[start]
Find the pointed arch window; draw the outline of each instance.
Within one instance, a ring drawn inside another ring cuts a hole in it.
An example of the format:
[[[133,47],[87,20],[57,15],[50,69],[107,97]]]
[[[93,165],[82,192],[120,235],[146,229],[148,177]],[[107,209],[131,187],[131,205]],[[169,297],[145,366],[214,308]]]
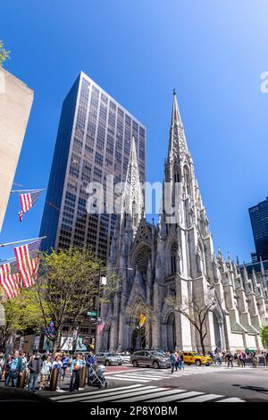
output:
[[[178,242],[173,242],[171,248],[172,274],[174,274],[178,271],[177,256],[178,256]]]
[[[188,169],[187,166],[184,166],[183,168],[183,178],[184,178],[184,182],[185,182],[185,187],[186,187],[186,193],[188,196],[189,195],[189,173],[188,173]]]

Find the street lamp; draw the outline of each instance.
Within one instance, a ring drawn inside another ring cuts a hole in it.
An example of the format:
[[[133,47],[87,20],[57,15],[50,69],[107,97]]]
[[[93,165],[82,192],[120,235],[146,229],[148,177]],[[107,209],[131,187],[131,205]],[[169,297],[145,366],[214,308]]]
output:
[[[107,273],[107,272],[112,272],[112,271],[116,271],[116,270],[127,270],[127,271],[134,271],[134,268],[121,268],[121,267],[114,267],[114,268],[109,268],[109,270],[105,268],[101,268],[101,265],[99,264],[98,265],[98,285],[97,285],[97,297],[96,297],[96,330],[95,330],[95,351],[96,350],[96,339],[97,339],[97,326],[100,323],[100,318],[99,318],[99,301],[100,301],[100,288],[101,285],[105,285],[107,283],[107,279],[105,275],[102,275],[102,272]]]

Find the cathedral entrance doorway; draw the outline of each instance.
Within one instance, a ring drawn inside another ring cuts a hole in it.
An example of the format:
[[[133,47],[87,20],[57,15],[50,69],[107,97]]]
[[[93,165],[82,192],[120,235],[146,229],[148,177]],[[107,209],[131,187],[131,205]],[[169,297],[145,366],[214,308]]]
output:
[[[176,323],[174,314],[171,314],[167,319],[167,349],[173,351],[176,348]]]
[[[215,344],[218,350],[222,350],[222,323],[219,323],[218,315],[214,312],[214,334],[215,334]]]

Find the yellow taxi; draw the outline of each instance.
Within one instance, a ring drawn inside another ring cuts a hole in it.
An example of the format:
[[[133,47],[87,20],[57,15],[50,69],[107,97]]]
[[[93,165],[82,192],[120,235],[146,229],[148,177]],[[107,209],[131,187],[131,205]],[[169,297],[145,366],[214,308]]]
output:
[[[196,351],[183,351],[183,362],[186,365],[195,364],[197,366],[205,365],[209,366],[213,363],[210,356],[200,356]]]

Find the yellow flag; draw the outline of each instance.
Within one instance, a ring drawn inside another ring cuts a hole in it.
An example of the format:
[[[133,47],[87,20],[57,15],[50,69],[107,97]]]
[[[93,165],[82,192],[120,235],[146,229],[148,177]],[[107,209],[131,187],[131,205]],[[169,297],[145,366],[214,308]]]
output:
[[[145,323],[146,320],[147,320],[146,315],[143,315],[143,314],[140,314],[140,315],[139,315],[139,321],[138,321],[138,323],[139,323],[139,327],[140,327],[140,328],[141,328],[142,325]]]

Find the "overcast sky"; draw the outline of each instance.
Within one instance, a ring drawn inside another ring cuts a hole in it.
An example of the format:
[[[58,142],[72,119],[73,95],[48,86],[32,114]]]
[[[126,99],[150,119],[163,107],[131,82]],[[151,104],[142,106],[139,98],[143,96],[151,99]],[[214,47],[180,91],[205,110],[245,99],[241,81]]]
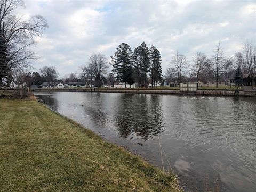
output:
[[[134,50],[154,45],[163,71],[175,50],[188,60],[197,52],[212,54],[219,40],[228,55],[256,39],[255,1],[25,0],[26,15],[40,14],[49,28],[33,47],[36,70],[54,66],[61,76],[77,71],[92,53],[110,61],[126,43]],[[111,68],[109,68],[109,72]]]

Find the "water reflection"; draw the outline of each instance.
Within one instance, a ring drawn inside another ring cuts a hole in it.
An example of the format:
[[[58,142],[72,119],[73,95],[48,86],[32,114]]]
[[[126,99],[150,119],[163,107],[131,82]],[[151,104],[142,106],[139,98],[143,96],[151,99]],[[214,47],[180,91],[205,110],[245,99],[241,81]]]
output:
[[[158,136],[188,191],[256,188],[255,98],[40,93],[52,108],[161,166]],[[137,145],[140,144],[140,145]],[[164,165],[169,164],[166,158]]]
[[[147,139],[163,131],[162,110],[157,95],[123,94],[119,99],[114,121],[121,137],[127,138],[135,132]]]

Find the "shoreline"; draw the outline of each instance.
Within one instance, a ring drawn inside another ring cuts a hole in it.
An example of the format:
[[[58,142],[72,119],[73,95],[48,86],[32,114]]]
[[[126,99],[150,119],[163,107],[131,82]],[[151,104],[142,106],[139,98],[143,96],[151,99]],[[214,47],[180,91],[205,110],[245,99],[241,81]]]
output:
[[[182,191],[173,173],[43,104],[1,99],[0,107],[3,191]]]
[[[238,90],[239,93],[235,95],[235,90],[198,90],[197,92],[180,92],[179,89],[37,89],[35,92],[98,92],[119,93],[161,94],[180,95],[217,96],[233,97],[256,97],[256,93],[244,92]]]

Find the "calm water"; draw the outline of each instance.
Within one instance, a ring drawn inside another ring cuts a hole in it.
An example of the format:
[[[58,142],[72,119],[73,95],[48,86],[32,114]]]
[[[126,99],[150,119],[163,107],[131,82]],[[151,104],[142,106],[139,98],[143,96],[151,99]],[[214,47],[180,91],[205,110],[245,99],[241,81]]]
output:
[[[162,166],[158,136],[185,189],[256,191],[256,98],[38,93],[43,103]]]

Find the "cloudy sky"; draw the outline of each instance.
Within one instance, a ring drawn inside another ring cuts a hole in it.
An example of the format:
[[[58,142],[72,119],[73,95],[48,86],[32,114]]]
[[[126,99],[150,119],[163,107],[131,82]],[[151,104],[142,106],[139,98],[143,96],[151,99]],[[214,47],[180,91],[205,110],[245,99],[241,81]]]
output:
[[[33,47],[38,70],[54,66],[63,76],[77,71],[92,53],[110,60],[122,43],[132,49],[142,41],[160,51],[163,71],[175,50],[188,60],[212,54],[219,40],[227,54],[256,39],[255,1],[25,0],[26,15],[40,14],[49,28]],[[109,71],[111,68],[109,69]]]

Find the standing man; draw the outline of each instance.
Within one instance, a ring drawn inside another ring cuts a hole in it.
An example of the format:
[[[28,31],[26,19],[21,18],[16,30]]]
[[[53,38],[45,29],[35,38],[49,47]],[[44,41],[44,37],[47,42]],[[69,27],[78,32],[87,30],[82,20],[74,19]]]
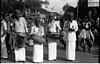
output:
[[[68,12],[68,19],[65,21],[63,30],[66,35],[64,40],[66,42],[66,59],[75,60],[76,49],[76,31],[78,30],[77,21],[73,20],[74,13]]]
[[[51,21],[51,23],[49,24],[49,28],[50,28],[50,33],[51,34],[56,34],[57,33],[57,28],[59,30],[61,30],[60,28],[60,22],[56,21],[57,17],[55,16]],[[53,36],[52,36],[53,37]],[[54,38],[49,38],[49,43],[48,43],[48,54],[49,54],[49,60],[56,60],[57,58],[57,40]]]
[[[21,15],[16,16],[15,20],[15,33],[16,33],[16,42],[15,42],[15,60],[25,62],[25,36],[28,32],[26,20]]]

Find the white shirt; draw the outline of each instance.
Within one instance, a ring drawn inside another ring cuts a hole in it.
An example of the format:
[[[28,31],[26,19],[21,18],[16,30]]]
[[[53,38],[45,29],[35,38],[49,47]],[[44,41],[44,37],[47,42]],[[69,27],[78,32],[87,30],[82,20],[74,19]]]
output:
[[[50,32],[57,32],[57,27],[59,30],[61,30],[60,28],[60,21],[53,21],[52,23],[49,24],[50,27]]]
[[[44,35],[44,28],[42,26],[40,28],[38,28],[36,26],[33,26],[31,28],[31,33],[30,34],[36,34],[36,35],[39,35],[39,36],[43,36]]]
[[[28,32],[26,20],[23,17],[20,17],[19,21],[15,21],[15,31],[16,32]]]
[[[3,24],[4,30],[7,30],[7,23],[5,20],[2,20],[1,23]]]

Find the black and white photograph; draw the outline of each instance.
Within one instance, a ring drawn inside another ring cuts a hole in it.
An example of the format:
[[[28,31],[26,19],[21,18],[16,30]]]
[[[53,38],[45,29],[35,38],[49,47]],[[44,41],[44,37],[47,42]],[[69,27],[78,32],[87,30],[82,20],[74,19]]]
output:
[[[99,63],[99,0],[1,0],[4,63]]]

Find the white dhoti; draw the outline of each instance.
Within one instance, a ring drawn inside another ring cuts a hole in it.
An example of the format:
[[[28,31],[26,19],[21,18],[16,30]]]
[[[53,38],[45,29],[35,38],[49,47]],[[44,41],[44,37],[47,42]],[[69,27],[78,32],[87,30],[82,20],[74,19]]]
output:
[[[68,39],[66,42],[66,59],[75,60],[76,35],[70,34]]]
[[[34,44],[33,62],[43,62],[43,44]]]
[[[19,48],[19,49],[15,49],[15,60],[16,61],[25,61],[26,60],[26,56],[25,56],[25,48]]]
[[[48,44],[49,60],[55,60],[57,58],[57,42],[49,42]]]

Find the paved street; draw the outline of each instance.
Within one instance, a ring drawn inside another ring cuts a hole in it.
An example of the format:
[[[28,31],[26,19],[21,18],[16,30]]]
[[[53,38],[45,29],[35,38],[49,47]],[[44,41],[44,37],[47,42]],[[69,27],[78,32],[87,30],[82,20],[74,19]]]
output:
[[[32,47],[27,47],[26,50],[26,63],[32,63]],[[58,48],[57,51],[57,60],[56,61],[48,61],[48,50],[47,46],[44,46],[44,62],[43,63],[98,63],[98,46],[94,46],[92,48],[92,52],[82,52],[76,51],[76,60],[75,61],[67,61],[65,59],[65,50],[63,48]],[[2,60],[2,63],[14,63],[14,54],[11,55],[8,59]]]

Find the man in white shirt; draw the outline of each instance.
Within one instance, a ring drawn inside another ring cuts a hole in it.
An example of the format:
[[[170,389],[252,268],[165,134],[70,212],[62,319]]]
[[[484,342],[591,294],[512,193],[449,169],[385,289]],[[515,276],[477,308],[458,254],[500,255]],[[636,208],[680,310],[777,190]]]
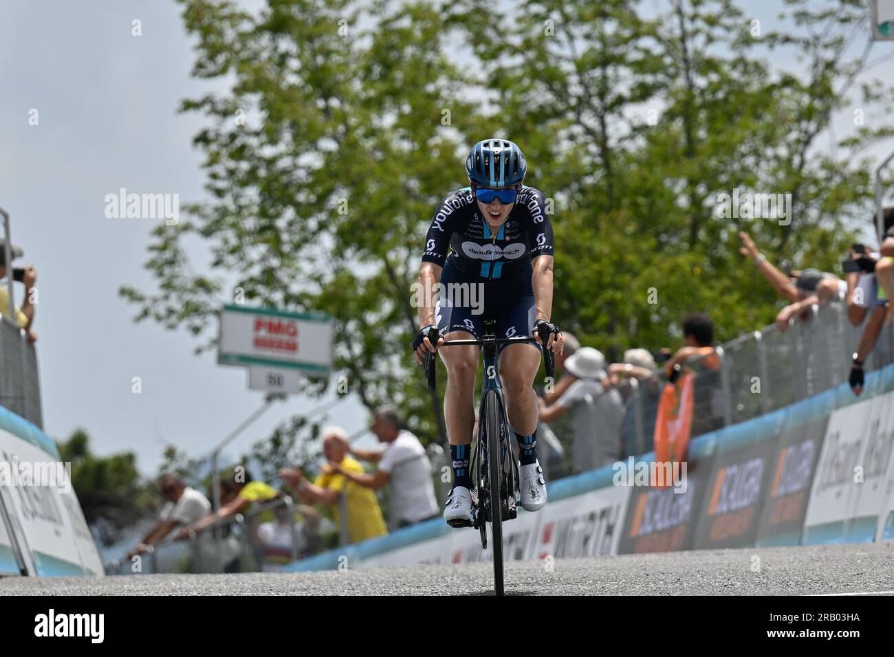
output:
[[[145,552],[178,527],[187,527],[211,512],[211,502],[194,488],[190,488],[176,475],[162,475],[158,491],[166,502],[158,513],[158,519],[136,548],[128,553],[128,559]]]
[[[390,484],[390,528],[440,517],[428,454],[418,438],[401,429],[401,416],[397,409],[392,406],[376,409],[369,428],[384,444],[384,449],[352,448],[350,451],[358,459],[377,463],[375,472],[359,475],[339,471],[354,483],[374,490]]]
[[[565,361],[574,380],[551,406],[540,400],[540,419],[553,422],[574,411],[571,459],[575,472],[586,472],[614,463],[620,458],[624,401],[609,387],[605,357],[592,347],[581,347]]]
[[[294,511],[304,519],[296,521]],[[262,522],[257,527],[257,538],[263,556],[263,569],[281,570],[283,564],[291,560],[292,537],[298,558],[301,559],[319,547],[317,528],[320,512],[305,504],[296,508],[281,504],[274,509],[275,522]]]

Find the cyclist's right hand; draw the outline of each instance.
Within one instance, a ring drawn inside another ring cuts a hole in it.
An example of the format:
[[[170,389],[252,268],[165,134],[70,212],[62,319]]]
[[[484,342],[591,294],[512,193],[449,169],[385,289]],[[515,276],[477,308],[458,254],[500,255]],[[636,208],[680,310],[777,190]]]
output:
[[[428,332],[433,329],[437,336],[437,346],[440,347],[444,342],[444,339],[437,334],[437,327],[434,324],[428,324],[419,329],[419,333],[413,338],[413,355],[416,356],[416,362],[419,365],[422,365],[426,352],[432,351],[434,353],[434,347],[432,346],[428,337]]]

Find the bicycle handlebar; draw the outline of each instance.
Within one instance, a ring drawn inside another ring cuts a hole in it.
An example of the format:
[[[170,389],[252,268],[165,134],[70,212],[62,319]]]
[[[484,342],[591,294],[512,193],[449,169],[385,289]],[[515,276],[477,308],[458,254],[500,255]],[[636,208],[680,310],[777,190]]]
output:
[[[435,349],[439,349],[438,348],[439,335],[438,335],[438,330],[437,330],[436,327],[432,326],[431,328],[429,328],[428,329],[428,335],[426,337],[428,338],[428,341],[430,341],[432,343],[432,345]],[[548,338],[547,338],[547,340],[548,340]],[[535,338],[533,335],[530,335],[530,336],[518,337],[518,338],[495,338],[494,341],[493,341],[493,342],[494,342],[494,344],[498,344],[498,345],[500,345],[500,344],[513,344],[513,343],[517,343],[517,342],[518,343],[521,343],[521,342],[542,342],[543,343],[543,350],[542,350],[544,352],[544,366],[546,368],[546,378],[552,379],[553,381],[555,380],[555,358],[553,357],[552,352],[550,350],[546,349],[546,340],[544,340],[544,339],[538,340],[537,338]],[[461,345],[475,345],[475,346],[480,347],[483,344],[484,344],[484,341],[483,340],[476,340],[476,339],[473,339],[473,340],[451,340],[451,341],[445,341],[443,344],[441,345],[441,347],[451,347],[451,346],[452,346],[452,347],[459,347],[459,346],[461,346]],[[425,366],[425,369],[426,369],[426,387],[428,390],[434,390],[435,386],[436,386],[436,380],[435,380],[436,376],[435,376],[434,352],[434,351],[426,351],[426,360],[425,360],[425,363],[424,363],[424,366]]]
[end]
=== WHAT YOU HAVE TO DO ===
Identify every line of the listing that contains the word "water", and copy each of those lines in full.

=== RESPONSE TO THE TASK ===
Find the "water reflection"; draw the outline of each instance.
Find the "calm water"; draw the outline of each instance.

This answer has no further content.